— Prompt A —
Report, in full, each line of the records below that contains the word "cast".

— Extracted text —

No Bake Lemon Pie Recipe

5 Stars 4 Stars 3 Stars 2 Stars 1 Star

5.1 from 13 reviews

This easy No Bake Lemon Pie is perfect for hot summer days! Loaded with tart lemon flavor, the creamy lemon filling goes perfectly with the graham cracker crust and fresh whipped cream topping. Delicious!

  • Author: Paula
  • Prep Time: 10 minutes
  • Total Time: 3 hours 40 minutes
  • Yield: 10 servings
  • Category: Dessert
  • Method: No Bake
  • Cuisine: American
  • Diet: Vegetarian

Ingredients

Graham Cracker Crust

  • 1 1/2 cups graham cracker crumbs
  • 1/3 cup granulated sugar
  • 6 tablespoons unsalted butter, melted

Lemon Cheesecake Filling

  • 8 oz cream cheese, room temperature
  • 3.5 oz instant lemon pudding mix
  • 1 ½ cups whole milk
  • 1 tablespoon lemon zest

Whipped Cream Topping

  • 1 cup heavy cream, cold
  • 2 tablespoons powdered sugar
  • 1 teaspoon vanilla extract
  • 1 tablespoon lemon zest
  • lemon zest and slices, raspberries and mint to garnish pie

Instructions

  1. Graham Cracker Crust: Lightly spray a 8″ – 9.5″ pie pan with cooking spray. Set aside. Mix graham cracker crumbs, sugar, and butter in a small bowl. Press the crumb mixture into the prepared pie pan. Use the bottom of a measuring cup to really press the crust down. Chill pie crust for at least 30 minutes before filling.

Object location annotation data

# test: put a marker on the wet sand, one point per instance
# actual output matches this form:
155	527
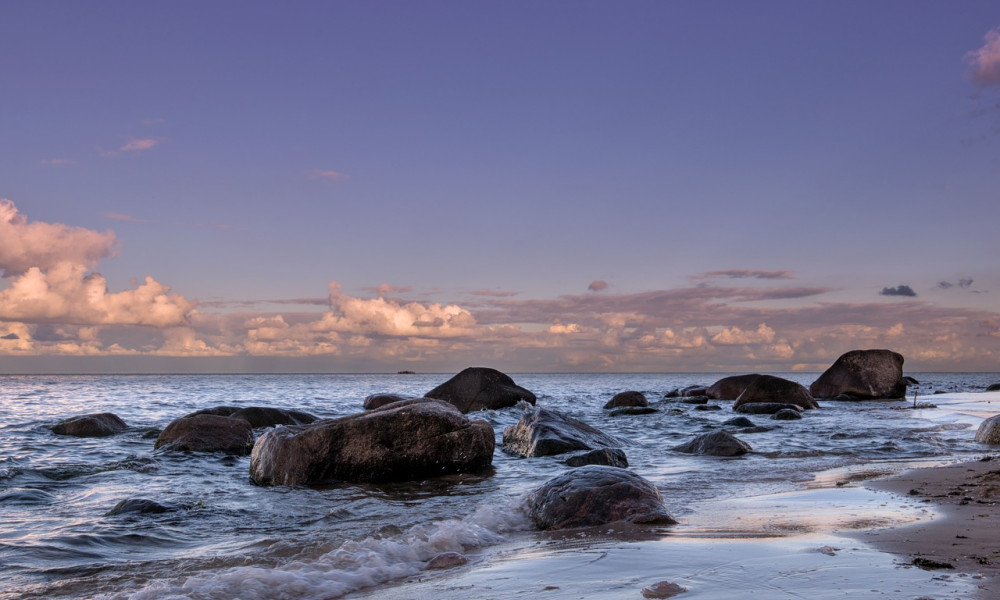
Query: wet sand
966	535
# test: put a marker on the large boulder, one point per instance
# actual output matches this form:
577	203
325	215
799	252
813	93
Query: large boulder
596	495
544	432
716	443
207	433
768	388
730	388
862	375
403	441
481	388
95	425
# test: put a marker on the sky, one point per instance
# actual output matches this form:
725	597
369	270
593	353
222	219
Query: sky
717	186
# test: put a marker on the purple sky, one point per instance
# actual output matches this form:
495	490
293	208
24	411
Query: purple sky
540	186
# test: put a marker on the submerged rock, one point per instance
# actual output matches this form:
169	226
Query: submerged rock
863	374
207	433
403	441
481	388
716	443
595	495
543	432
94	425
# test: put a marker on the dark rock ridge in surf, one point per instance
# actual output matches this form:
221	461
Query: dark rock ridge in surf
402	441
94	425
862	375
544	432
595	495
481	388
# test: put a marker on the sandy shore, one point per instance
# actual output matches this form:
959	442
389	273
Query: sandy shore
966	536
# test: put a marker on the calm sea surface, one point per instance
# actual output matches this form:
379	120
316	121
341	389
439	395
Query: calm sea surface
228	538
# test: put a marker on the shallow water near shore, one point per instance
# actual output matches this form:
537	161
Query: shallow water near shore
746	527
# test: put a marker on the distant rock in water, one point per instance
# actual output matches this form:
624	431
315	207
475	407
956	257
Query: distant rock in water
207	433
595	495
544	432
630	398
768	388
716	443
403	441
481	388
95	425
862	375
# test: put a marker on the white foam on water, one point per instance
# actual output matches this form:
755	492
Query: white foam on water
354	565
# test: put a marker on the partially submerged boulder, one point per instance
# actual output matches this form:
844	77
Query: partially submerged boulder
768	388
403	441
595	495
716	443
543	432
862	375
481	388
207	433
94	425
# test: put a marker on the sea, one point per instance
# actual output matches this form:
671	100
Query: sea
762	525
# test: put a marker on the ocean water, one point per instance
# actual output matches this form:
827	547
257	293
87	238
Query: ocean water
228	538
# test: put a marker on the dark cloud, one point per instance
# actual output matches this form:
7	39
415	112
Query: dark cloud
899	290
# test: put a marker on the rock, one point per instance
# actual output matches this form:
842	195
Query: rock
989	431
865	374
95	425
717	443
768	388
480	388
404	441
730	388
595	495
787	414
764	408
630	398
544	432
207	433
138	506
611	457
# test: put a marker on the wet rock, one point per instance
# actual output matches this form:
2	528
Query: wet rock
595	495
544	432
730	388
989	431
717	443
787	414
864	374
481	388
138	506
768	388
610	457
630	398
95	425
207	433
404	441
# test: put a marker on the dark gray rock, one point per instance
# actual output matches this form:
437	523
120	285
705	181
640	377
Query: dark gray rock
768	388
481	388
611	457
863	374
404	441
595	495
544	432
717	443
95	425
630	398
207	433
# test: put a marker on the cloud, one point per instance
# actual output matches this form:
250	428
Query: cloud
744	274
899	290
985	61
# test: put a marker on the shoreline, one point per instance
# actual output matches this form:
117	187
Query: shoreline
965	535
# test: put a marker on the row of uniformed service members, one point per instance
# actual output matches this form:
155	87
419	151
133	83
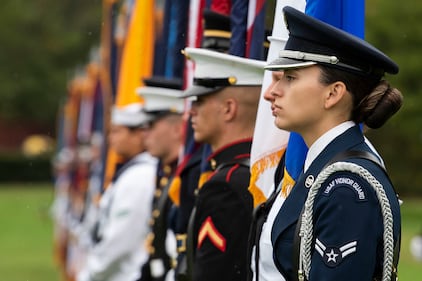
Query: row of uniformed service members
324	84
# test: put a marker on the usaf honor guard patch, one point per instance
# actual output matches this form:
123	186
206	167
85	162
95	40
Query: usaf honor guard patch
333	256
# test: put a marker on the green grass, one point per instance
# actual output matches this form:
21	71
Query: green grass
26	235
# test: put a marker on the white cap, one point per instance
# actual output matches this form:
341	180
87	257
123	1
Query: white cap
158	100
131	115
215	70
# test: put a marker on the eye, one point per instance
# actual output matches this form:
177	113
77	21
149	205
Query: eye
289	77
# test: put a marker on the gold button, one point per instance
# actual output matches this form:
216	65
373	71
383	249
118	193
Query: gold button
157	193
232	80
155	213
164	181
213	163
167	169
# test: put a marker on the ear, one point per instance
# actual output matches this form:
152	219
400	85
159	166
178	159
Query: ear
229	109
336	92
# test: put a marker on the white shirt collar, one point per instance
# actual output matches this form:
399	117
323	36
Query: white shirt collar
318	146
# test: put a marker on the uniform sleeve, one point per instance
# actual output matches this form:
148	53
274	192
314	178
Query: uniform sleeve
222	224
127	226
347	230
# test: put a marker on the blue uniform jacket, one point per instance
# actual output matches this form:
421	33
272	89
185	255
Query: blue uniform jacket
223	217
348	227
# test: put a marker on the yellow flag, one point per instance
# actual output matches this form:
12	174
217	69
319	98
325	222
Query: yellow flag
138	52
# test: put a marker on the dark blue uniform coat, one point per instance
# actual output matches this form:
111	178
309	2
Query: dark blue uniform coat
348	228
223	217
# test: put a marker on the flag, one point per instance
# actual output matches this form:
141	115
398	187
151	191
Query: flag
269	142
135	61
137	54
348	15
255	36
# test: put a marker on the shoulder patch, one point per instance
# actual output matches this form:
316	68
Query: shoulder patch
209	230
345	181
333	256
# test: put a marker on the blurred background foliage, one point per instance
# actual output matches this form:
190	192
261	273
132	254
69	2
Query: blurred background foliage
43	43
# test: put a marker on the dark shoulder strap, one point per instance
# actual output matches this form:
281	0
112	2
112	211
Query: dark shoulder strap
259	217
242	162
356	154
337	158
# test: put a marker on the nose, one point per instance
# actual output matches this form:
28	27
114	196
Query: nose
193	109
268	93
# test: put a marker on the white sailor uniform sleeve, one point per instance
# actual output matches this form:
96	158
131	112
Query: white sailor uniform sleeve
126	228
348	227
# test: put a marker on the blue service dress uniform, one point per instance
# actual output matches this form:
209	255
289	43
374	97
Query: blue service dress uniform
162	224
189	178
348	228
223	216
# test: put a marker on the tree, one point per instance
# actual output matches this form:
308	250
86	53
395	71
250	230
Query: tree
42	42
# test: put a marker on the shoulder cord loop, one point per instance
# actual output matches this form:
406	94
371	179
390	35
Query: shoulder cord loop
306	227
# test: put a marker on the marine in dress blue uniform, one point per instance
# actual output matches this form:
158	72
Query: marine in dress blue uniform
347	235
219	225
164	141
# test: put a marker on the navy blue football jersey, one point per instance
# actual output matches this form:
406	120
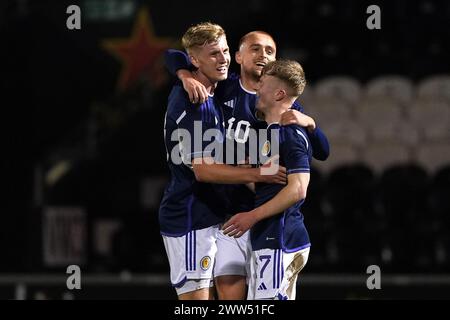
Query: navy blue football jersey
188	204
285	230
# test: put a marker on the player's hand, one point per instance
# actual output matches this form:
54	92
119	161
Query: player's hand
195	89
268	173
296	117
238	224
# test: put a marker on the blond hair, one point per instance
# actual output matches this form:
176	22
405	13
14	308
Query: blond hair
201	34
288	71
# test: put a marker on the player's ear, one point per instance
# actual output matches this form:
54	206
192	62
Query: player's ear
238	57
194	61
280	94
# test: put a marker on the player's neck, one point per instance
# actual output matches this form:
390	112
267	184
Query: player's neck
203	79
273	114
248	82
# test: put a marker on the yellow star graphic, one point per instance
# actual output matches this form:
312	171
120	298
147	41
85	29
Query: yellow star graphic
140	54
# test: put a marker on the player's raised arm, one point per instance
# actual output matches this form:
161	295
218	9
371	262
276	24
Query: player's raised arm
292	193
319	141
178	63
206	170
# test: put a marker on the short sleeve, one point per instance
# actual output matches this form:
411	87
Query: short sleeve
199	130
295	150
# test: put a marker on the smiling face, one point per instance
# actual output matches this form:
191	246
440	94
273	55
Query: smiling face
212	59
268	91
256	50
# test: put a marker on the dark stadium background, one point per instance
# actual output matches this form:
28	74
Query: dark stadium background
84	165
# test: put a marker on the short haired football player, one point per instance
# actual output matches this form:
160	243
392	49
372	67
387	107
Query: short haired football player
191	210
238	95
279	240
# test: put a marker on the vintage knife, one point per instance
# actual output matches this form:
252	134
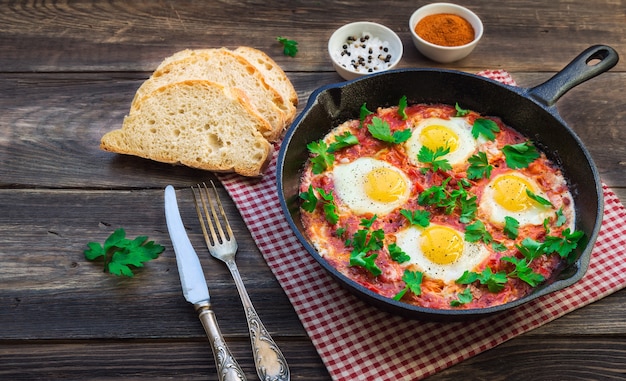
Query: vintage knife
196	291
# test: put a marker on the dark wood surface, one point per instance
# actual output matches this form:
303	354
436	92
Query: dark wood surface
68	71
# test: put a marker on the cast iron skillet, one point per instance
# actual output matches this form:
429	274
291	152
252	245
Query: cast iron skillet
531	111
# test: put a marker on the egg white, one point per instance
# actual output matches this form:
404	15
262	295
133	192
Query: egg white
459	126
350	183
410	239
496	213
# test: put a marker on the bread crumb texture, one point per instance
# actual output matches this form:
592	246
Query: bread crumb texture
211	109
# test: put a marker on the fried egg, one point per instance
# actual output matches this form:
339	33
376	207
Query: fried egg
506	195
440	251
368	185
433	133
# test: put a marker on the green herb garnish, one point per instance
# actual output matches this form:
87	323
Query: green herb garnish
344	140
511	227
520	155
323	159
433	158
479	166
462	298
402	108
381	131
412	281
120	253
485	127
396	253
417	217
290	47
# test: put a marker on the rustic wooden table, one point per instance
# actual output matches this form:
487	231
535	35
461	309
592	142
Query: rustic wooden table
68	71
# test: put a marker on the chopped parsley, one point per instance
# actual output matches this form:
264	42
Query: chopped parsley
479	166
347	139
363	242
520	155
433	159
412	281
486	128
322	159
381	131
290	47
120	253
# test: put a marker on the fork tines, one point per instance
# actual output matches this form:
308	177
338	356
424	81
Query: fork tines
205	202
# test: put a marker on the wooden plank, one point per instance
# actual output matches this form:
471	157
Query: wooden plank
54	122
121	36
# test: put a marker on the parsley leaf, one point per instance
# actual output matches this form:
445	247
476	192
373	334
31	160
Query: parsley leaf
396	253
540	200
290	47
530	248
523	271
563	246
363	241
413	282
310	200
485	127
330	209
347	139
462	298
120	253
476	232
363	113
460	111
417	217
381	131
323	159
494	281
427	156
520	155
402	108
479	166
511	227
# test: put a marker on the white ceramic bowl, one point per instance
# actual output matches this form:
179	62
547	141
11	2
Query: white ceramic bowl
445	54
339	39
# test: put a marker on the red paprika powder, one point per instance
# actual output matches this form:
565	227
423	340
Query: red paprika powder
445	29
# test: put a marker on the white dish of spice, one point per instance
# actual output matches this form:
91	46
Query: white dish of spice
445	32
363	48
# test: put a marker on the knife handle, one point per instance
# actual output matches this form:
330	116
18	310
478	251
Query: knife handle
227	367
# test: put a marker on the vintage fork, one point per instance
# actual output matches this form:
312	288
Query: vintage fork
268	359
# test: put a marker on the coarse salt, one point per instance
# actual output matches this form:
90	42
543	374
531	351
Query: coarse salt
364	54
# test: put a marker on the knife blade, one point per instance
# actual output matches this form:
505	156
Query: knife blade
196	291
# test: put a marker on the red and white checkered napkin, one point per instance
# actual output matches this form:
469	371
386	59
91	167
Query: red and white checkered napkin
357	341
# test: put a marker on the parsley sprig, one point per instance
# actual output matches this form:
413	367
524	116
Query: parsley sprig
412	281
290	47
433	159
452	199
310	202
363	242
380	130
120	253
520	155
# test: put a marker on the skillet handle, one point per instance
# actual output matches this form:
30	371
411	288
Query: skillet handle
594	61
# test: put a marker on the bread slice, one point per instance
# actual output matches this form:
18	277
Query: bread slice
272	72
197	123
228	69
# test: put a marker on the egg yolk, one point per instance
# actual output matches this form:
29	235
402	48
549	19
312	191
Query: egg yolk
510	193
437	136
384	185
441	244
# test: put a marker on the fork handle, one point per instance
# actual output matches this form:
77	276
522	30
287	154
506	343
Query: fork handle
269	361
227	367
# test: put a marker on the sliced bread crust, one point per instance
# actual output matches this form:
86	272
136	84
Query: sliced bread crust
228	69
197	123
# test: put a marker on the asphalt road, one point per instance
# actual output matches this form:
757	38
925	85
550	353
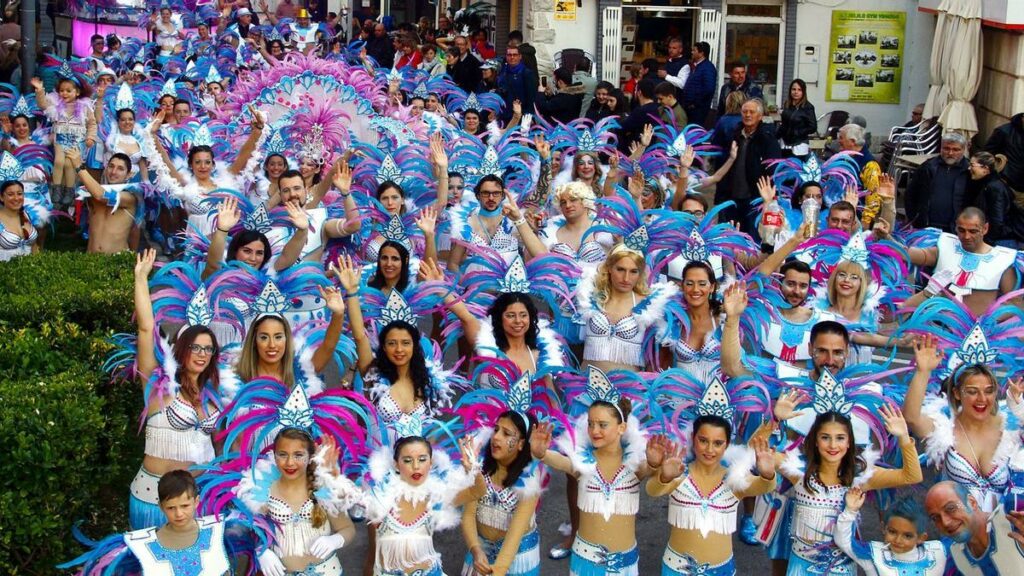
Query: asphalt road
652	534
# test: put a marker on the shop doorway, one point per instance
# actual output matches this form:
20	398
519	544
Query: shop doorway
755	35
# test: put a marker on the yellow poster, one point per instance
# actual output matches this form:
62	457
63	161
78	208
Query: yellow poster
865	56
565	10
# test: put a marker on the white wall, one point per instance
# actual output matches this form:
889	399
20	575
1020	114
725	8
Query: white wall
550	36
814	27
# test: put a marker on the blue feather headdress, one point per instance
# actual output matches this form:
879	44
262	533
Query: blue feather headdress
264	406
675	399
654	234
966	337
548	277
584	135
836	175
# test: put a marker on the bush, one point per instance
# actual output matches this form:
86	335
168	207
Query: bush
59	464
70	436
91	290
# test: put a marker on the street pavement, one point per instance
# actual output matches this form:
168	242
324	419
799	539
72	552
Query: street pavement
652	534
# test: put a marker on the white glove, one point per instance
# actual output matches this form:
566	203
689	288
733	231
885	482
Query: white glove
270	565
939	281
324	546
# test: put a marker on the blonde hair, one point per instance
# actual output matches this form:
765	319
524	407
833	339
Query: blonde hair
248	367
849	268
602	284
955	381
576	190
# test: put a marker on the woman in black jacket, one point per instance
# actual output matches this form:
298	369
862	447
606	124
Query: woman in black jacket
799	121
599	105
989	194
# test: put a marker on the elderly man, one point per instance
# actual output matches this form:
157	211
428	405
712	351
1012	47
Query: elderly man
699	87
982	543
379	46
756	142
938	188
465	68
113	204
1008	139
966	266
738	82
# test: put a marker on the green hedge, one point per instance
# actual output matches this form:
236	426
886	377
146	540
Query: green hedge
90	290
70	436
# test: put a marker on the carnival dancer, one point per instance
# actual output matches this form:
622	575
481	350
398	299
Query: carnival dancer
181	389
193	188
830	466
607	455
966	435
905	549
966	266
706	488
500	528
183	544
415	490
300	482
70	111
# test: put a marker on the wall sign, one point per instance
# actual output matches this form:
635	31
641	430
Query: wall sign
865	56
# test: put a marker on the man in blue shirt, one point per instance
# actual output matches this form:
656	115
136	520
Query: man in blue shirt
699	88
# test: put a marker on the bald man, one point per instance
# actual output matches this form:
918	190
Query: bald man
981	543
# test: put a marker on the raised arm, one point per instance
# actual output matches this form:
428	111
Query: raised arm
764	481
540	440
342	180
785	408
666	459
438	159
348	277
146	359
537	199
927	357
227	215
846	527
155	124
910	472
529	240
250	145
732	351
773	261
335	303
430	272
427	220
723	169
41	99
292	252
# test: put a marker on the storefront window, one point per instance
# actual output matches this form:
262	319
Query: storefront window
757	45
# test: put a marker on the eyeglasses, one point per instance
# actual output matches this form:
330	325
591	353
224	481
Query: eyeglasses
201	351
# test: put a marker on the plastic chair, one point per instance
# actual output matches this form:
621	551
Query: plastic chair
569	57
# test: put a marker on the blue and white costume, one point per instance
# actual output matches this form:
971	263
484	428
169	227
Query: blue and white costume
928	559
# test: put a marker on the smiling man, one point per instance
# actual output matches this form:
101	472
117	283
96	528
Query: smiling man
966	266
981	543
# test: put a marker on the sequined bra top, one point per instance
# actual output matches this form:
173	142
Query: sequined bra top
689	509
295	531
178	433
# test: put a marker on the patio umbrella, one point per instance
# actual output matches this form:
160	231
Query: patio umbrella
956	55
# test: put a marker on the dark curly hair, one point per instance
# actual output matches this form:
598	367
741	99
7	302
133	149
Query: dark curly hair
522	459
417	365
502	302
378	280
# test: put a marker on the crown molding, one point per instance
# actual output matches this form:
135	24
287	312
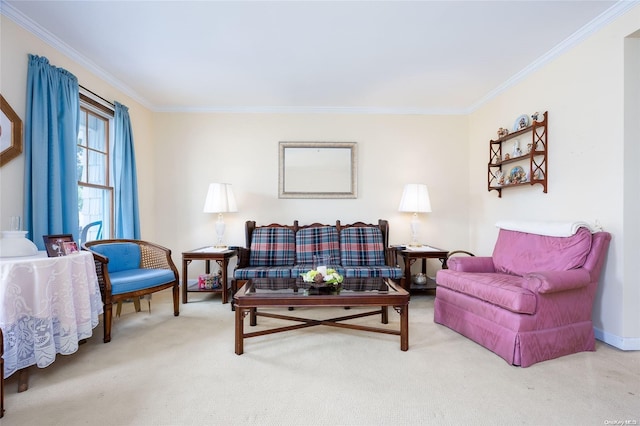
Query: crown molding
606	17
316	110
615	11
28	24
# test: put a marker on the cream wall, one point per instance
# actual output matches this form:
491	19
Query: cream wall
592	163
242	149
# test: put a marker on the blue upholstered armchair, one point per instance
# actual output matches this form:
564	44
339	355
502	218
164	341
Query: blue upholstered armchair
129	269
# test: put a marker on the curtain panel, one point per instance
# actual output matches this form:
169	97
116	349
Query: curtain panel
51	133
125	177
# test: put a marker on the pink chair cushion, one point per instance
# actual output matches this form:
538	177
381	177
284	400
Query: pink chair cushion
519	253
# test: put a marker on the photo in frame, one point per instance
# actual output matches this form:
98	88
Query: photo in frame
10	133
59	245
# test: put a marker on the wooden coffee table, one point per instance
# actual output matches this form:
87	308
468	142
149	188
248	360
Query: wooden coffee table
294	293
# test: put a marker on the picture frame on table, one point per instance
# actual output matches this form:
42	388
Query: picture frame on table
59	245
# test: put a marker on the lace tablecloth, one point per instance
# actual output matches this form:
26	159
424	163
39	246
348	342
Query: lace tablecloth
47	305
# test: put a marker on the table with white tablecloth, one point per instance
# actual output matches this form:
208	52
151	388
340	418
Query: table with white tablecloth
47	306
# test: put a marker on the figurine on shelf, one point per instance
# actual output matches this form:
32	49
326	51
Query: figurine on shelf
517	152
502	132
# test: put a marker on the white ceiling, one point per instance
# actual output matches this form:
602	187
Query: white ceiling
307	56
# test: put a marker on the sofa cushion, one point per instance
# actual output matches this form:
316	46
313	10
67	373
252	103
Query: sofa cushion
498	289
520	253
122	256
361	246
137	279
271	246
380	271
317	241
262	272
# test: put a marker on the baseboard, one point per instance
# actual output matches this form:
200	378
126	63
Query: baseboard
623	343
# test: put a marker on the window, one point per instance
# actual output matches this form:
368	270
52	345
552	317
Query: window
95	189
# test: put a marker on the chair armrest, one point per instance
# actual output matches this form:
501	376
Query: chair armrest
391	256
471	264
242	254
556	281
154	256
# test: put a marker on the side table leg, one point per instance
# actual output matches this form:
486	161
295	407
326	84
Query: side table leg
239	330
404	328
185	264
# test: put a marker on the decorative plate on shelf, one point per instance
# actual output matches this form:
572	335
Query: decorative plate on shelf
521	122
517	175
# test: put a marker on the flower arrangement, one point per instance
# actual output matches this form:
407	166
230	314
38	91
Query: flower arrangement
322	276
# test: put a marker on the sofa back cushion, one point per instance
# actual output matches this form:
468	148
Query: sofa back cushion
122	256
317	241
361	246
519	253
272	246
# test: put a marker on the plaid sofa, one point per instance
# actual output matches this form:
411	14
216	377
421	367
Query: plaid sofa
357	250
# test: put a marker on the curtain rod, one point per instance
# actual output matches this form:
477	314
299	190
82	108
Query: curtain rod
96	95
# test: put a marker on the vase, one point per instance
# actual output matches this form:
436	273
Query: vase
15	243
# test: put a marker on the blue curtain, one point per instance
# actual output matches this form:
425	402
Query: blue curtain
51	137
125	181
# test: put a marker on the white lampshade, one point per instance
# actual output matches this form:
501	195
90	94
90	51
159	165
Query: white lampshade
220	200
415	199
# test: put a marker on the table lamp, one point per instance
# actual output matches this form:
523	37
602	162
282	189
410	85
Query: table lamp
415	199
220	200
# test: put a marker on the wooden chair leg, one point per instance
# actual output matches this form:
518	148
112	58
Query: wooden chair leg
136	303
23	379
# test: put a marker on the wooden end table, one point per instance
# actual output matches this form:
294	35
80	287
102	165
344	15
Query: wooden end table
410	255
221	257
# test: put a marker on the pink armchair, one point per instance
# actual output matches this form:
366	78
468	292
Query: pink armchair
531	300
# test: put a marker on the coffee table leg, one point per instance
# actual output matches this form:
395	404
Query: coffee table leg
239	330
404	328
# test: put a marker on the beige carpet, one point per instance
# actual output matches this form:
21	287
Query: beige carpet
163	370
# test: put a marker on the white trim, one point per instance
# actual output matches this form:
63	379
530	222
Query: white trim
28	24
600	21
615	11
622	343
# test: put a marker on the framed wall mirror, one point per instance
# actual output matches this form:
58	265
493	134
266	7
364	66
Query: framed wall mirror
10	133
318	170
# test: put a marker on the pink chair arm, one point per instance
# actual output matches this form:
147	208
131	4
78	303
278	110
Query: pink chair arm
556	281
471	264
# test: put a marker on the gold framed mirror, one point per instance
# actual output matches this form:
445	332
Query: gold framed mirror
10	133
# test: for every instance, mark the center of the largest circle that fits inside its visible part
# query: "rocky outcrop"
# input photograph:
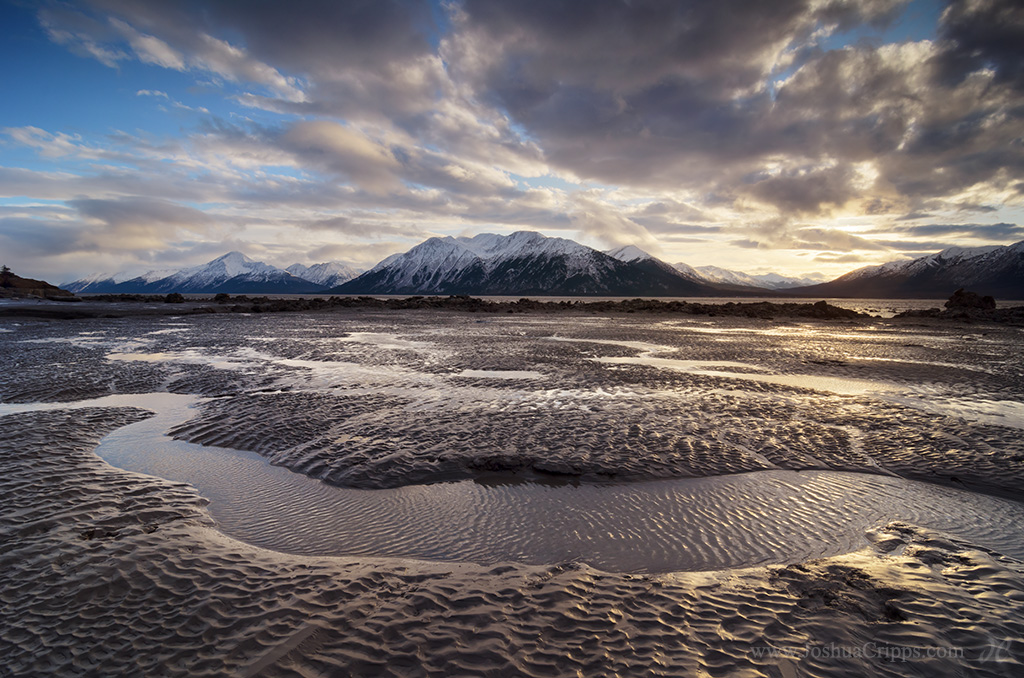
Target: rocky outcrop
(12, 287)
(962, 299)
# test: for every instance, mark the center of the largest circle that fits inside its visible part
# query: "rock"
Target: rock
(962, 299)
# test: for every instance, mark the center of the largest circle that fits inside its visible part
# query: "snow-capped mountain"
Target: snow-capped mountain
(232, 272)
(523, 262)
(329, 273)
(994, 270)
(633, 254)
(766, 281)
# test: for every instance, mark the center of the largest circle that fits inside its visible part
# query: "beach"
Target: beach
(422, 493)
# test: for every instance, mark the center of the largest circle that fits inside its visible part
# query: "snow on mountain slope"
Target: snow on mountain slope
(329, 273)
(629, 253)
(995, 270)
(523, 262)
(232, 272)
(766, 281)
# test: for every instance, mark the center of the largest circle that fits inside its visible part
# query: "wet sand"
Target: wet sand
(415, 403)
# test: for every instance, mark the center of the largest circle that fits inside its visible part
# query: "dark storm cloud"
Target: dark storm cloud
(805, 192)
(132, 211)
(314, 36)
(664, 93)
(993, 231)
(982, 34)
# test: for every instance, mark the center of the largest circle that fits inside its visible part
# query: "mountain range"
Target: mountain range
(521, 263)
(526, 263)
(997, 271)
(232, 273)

— Prompt B —
Continue the no-bake lemon pie recipe above, starting after its last sentence.

— Answer A —
# test: put a marker on the cast iron skillet, one point per instance
Query: cast iron skillet

— Answer B —
  2. Lemon Cheesecake Filling: In a medium bowl, beat cream cheese until smooth. Add pudding mix and beat well until creamy and combined. Add cold milk, beating in increments until creamy, thick and smooth. Beat in lemon zest. Pour mixture into prepared pie shell. Chill for at least 3 hours. The pie will set up firmly during this time.
  3. Whipped Cream: In a large cold bowl, whip heavy whipping cream until soft peaks form. Add in sugar and extract and continue whipping until stiff peaks form. Spread whipped cream on top of chilled pie. Top with additional lemon zest. Garnish with lemons, mint, and raspberries before serving, if desired.

Notes

  • I found that in order to ensure that the pudding set up properly, I beat it in increments. I added the milk all at once, beat it, and let it sit for 1-2 minutes to let it thicken up, before I beat it again. I did this 2-3 times. This is an optional step, but it helps ensure the pudding sets properly.
  • When beating your filling, it is better to over mix it than under mix it so that the pudding dissolves completely.
  • If your cream cheese isn’t softened enough, you might end up with a lumpy filling, which still tastes delicious, but doesn’t look good.
  • A store bought graham cracker crust can be used instead (as I did in the video) if you prefer.
  • The graham cracker crust can be baked if you prefer. Preheat oven to 375F. Bake for 7 minutes.
  • Instead of using freshly whipped cream, you can also use frozen whipped topping – just thaw first!
  • *Recipe updated 3/12/21.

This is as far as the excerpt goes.